== Passage to read

Texas & New Orleans Railway Co. v. Echols

The Texas New Orleans Railway Company, jointly with other railroads, owned and operated creosote works near the city of Houston, for the purpose of treating ties. There was a large number of ties in the yard stacked between two tracks and extending from near the one to near the other track. The south track was used to carry the ties to the works from the stacks by placing them on tracks or cars for that purpose, taking them from the stacks. The ties were in stacks about eight feet high, one tie upon another. The ties from bottom to top of the stack was called a tier, and each tie was about eight feet long and eight inches wide. When the ties were brought into the yard for treatment the cars were unloaded from the *Page 343 north track and stacked, beginning near the south track and extending back to a point within about four feet of the north track. There were two gangs of hands that worked at night removing the ties to the works, beginning at the south track and taking them back to the north track. The hands employed on the night before the injury occurred removed all of a stack except about four or five tiers near to the north track, but left that remnant standing without bracing or other security against falling over. A gang of hands to which Echols belonged commenced work to unload a car of ties on the north track on the morning he was injured. Echols was employed on the 1st of March, and was injured on the 3rd of that month. He had worked there for two or three months before that time; that is, at a time previous to this employment. Echols and his gang were ordered to push a car down the north track to an opening, and, a train following them, they walked on the side of the car to push it. When he, Echols, got opposite to the remnant of the stack left by the night gang, it fell towards him and caught him between the car and the ties, breaking his leg.

He sued the Texas New Orleans Railway Company for damages, alleging, among other things, that it was negligent in failing to make and enforce rules to govern the gang removing the ties to the works in the performance of their work, and especially as to the manner in which remnants of stacks should be secured. He recovered judgment against the railroad company, which was affirmed by the Court of Civil Appeals.

The Court of Civil Appeals found, as a conclusion from the evidence, that "the defendant had adopted no rules or precautions for the protection of the men unloading the cars against liability to injury from the falling of the remnant of the stacks, and by which they would be left in a reasonably safe condition."

Plaintiff in error presents a number of objections to the judgment, but we will consider one only, as the others are either not well taken, or are embraced in the one considered. Defendant asked the court to give this charge to the jury: "The evidence being insufficient to warrant a verdict for the plaintiff, you will return a verdict for the defendant, the Texas New Orleans Railroad Company." It was refused.

There is no evidence of negligence on the part of the defendant, other than a failure to make rules to govern the hands as to what should be done to secure the remnant of stacks. We must consider this case, under the findings of the court and the manner of its presentation here, as if that finding was fully sustained by the evidence.

====

Problems and tasks:
**a.** Tally the lines in the rows below that contain the word "parked". Reply with the number only.
**b.** Write the next part of the court opinion about the worker injured by falling railroad ties, starting after its final sentence.

== Input

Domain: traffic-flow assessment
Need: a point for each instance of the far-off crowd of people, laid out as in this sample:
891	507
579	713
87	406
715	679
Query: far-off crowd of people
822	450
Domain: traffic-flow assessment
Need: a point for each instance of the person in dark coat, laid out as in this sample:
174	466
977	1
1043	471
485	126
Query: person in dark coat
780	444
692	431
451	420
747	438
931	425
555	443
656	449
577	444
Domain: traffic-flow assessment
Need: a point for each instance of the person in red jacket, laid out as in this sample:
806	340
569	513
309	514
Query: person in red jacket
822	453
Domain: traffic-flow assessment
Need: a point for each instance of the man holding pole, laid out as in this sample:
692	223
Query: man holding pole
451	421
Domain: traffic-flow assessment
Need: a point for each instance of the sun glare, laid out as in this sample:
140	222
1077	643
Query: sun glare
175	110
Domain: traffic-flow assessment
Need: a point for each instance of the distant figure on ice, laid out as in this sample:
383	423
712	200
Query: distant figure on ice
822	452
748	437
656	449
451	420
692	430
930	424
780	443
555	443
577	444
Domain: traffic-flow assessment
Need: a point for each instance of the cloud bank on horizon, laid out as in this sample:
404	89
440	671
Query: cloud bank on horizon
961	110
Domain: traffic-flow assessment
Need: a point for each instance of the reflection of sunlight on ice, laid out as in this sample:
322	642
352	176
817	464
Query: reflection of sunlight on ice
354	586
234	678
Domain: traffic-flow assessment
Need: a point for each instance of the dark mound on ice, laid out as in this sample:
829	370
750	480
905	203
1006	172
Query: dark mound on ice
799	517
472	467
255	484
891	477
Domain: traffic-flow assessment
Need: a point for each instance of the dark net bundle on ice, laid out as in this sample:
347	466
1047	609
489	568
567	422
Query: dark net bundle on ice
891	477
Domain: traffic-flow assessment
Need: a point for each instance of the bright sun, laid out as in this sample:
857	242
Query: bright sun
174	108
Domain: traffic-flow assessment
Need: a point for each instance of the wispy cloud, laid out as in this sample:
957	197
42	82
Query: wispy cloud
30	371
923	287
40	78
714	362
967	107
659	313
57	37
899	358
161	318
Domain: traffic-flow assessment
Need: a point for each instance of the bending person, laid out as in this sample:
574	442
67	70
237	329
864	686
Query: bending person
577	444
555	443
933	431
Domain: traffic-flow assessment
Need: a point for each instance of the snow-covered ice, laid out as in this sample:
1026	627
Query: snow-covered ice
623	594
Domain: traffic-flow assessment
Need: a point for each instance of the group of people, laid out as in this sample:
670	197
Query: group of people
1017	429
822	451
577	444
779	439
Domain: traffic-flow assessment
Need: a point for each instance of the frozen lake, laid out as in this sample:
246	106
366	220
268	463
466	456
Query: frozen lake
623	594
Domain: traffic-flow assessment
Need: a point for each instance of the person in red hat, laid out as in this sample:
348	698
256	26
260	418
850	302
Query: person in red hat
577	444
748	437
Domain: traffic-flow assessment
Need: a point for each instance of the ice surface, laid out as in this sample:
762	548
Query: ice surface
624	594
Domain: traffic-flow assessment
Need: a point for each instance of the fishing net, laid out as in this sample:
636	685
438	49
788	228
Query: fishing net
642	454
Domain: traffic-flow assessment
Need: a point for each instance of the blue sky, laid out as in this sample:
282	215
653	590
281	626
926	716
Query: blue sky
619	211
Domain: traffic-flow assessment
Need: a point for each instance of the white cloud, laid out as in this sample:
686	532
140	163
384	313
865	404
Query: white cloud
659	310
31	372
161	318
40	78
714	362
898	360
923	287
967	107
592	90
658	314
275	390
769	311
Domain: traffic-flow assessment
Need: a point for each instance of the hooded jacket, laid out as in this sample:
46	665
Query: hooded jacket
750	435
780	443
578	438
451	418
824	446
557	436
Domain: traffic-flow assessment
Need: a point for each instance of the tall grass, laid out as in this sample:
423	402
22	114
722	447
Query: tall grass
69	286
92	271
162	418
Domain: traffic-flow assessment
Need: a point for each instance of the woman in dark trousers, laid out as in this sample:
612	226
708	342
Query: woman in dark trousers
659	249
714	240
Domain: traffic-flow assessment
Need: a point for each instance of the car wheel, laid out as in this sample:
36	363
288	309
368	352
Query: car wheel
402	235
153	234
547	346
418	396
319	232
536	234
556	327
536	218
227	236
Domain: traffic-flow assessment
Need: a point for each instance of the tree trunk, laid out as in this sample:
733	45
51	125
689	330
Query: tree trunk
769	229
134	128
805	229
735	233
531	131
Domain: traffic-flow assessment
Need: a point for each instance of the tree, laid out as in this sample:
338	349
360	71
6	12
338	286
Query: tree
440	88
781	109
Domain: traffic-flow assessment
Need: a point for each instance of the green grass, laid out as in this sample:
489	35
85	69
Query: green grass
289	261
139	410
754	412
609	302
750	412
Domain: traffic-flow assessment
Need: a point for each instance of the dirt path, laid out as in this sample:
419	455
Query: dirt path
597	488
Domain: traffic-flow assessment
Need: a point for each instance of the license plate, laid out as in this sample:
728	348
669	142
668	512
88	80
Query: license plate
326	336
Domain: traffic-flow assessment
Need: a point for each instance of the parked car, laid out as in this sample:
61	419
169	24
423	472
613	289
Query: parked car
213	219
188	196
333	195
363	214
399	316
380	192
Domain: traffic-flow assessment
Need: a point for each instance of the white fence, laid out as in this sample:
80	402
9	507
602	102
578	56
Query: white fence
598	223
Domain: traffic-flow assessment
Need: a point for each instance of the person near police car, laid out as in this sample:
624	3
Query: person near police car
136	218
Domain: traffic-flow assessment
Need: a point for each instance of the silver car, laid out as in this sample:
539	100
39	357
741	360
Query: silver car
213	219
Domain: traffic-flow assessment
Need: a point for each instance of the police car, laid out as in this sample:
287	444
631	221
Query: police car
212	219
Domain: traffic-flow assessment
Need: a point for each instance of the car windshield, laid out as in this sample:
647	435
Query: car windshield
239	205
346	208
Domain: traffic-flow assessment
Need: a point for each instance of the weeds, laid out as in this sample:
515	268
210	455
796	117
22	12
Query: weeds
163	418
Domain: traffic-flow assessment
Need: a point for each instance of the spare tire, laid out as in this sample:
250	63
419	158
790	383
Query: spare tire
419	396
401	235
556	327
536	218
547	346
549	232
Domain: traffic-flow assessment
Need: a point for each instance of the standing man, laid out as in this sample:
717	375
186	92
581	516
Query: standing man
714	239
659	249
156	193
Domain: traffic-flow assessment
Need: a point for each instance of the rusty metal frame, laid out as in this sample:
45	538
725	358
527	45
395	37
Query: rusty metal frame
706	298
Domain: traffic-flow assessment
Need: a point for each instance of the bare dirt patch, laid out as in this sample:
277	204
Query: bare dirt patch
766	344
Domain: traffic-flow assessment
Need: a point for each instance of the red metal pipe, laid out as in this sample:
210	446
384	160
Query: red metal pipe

====

The replies:
**a.** 2

**b.**
Whether or not the evidence is sufficient to show a case in which the duty to make rules rested upon the defendant is a question of law for the court. If the facts raised that issue it should have been submitted to the jury; otherwise it should not. When submitted to the jury, the reasonableness of such regulations is a question for the jury. *Page 344

The rule of law as to when it becomes the duty of the master to make rules for the safety of employes is well stated by Mr. Wood in his work on Master and Servant, thus: "If a master is engaged in a complex business that requires definite regulations for the safety and protection of his employes, a failure to adopt proper rules, as well as laxity in their enforcement, is negligence per se, and the establishment of defective or imperfect rules is such negligence as renders the master responsible for all injuries resulting therefrom." Wood's Mast. and Serv., sec. 403; 3 Wood's Ry. Law, sec. 382. This rule is quoted and approved in Reagan v. Railway, 93 Missouri, 348, and in Morgan v. O. I. Co., 31 N.E. Rep., 234. This question has been before this court in the following cases: Railway v. Watts, 63 Tex. 552; Railway v. Smith,76 Tex. 618, and Railway v. Hall, 78 Tex. 658 [78 Tex. 658]. In the first case this court said: "Where the employe is engaged in a dangerous service, it is the duty of the master to use all reasonable and necessary means to protect him against any superadded danger that might be reasonably expected to arise from extrinsic causes. * * * For having placed its servants at labor upon these repair tracks, it was incumbent upon the company to use due care in protecting them against danger arising from these extrinsic causes." In the other cases the court followed Railway v. Watts. It will be seen that the rule laid down is substantially the same as quoted from Wood on Master and Servant.

In Railway v. Watts, 63 Tex. 552, the injured party was engaged in repairing cars on a repair track, standing between the cars, when an engine backed down against the car at which he was employed, injuring him. Railway v. Hall was a similar case, and in Railway v. Smith the plaintiff was on a train on the road, and for want of orders the train collided with another train, whereby he was injured. In each of these cases the servants were engaged in hazardous employments in which they were exposed to dangers arising from the acts of other employes by which they were liable to injury, unless some system were adopted by which such employe would be warned of the approach of danger.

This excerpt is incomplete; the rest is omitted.